(Reading passage begins)

Importance of Compensation Management


A good compensation is must for every business organization and helps in the following way:

It tries to give proper return to the workers for their contributions to the organization. It imparts a positive control on the efficiency of employees and encourages them to perform better and achieve the specific standards. It forms a basis of happiness and satisfaction for the workforce that minimizes the labour turnover and confers a stable organization. It augments the job evaluation process which in turn helps in setting up the more realistic and achievable standards. It is designed to comply with the various labour acts and therefore does not result in disputes between the employee union and the management. This builds up a peaceful relationship between the employer and the employees. It arouses an environment of morale, efficiency and cooperation among the workers and provides satisfaction to the workers. It stimulates the employees to perform better and show their excellence. Itprovides growth and advancement opportunities to the deserving employees.

(Reading passage ends)

- Instructions -
- 1) In the passage on compensation management, what kind of relationship between employer and employees does good compensation build?
- 2) Extend the passage on compensation management past its final sentence.

(Given data begins)

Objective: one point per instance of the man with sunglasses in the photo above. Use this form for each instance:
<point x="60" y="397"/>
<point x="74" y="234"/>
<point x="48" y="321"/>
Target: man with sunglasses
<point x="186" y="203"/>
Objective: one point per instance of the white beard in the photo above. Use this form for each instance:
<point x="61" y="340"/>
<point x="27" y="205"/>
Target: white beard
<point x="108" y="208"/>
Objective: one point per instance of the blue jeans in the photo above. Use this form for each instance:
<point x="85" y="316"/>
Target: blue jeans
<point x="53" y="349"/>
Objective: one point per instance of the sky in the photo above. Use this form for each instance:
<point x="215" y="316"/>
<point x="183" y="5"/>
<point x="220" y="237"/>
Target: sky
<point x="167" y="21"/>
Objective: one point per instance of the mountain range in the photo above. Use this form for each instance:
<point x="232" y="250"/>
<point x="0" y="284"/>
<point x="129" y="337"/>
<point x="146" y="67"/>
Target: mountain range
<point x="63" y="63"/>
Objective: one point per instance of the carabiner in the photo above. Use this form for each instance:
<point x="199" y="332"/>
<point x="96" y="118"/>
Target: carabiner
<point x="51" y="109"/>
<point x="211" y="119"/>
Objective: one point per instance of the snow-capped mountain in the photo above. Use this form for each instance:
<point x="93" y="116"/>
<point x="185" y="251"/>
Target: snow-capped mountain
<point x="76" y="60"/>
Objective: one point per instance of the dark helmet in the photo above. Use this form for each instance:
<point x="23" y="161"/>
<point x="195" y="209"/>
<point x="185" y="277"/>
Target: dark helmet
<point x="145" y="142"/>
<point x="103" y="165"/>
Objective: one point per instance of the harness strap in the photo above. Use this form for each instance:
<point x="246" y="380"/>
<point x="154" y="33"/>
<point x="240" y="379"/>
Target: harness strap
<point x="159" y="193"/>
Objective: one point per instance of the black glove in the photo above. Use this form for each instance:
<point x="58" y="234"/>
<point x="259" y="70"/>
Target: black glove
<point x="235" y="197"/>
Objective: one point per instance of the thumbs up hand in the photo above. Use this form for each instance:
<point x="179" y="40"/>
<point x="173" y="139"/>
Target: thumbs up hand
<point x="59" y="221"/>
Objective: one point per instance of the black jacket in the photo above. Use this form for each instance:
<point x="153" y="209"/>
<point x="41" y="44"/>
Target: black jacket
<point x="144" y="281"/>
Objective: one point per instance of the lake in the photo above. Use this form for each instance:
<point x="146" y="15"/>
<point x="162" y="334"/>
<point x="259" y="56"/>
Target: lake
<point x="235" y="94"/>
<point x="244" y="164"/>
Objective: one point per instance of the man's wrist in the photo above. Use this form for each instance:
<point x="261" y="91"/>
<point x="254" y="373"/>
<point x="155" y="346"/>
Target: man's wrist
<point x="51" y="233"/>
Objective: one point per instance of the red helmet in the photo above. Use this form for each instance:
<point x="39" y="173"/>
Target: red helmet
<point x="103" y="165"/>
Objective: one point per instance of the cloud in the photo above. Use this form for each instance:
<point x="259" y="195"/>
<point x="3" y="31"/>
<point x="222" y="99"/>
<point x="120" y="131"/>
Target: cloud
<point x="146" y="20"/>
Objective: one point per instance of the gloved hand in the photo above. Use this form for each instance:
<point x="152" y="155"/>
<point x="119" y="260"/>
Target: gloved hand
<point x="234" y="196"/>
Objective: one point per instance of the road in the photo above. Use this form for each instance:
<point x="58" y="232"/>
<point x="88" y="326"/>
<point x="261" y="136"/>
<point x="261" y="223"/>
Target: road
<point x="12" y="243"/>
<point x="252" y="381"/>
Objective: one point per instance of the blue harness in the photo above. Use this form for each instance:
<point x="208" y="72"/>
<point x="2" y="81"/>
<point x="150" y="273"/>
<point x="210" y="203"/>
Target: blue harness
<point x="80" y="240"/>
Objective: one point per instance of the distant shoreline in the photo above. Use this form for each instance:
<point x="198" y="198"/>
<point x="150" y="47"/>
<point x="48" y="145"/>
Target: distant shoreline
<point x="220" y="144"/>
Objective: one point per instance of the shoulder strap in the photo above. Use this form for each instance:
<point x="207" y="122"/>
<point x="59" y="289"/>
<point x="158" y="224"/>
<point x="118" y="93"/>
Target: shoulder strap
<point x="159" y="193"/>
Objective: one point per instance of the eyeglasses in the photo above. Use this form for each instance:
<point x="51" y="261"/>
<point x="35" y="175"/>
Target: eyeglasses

(Given data ends)

- Answers to the exercise -
- 1) A peaceful relationship.

- 2)
Types of Compensations

Direct Compensation is typically made up of salary payments and health benefits. The creation of salary ranges and pay scales for different positions within the company are the central responsibility of compensation management staff. Direct compensation that is in line with industry standards provides employees with the assurance that they are getting paid fairly. This helps the employer avoid the costly loss of trained staff to a competitor. Indirect Compensation focuses on the personal motivations of each person to work. Although salary is important, people are most productive in jobs where they share the company's values and priorities. These benefits can include things like free staff development courses, subsidized day care, the opportunity for promotion or transfer within the company, public recognition, the ability to effect change in the workplace, and service to others.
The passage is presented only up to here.